Sea como quiera de este pensamiento, que solo se propone por un ejemplo sin esclusión de otros que puedan parecer mejores, no os valdréis de él hasta que se os avise de aquí que tenga una proporción muy probable de buen efecto y de que no se haya de divulgar. Para comunicar estas y otras especies, procuraréis primero ganar la confianza de los ministros británicos y especialmente de aquellos que tengan el mayor crédito. El encargado de negocios, don Francisco Escarano y el ministro de Nápoles, conde de Pignateli, son dos conductos que pueden servir mucho, así para instruiros, como para recoger y hacer pasar las especies. Escarano con particularidad debe tener vuestra confianza, y como se ha de retirar después que haya pasado un cierto tiempo, podría ser conductor de cualquier negociación útil que se entablase y llegase a estado de poderse madurar y concluir.

Los ministros ingleses saben ya que lleváis instrucciones amplias, y este antecedente os facilitará mayor franqueza y abertura de parte de ellos. Debéis tratarlos con todo el aire posible de cordialidad, pero sin fiaros mucho, especialmente si hubieren entrado o entraren otros nuevos del partido que llaman de la oposición. Escarano os enterará de las diferentes reclamaciones y oficios que tenemos hechos sobre varios agravios recibidos de la nación inglesa y procuraréis no hacer uso de ello para agriar, sino solo para ponderar nuestra excesiva tolerancia, manifestar el riesgo de abusar demasiado de esta y para sacar todo el partido que se pudiere por vía de negociación, de amistad y de confianza.

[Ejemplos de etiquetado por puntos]
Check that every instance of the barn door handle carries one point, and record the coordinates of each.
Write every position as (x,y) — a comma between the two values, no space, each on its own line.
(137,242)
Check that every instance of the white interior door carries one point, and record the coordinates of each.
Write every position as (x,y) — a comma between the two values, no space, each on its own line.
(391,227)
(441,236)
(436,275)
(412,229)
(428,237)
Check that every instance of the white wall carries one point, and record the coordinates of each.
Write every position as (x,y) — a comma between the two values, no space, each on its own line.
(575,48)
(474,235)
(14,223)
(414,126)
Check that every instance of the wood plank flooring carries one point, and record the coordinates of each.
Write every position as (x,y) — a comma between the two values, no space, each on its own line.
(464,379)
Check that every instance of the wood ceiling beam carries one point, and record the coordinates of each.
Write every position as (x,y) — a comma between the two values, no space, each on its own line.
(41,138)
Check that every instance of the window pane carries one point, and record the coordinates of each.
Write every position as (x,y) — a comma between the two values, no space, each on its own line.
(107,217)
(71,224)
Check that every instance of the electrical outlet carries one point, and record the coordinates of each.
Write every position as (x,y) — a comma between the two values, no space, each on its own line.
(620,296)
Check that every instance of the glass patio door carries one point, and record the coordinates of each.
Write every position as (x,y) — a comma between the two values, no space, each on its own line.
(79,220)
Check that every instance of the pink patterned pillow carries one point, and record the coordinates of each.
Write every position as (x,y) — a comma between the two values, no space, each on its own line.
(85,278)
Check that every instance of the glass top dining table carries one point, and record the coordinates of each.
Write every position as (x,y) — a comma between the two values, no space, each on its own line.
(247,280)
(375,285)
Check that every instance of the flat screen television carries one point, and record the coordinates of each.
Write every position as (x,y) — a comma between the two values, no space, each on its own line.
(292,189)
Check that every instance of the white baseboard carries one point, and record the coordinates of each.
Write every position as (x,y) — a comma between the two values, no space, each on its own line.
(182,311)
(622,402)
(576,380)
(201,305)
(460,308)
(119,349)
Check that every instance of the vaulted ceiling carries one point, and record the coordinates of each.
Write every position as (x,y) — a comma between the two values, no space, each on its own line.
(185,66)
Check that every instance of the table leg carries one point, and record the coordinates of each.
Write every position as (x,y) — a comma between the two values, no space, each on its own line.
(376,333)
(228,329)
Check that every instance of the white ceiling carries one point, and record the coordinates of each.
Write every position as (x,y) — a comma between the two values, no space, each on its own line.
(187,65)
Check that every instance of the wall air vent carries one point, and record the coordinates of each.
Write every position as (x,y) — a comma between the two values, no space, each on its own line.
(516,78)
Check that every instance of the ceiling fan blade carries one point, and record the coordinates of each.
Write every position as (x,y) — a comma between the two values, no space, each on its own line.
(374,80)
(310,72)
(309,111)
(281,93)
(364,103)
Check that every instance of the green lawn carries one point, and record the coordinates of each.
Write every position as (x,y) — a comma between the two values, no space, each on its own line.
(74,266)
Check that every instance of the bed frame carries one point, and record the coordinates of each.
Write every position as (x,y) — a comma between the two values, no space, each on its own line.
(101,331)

» Descripción de la tarea:
Responda brevemente, según el fragmento del documento:
(a) ¿Qué cargo ocupa don Francisco Escarano?
(b) ¿Quién es el ministro de Nápoles?
(c) ¿Qué saben ya los ministros ingleses?
Los registros constituyen un material aparte, ajeno al fragmento del documento.

» Resultado de la tarea:
(a) Es el encargado de negocios.
(b) El conde de Pignateli.
(c) Que el destinatario lleva instrucciones amplias.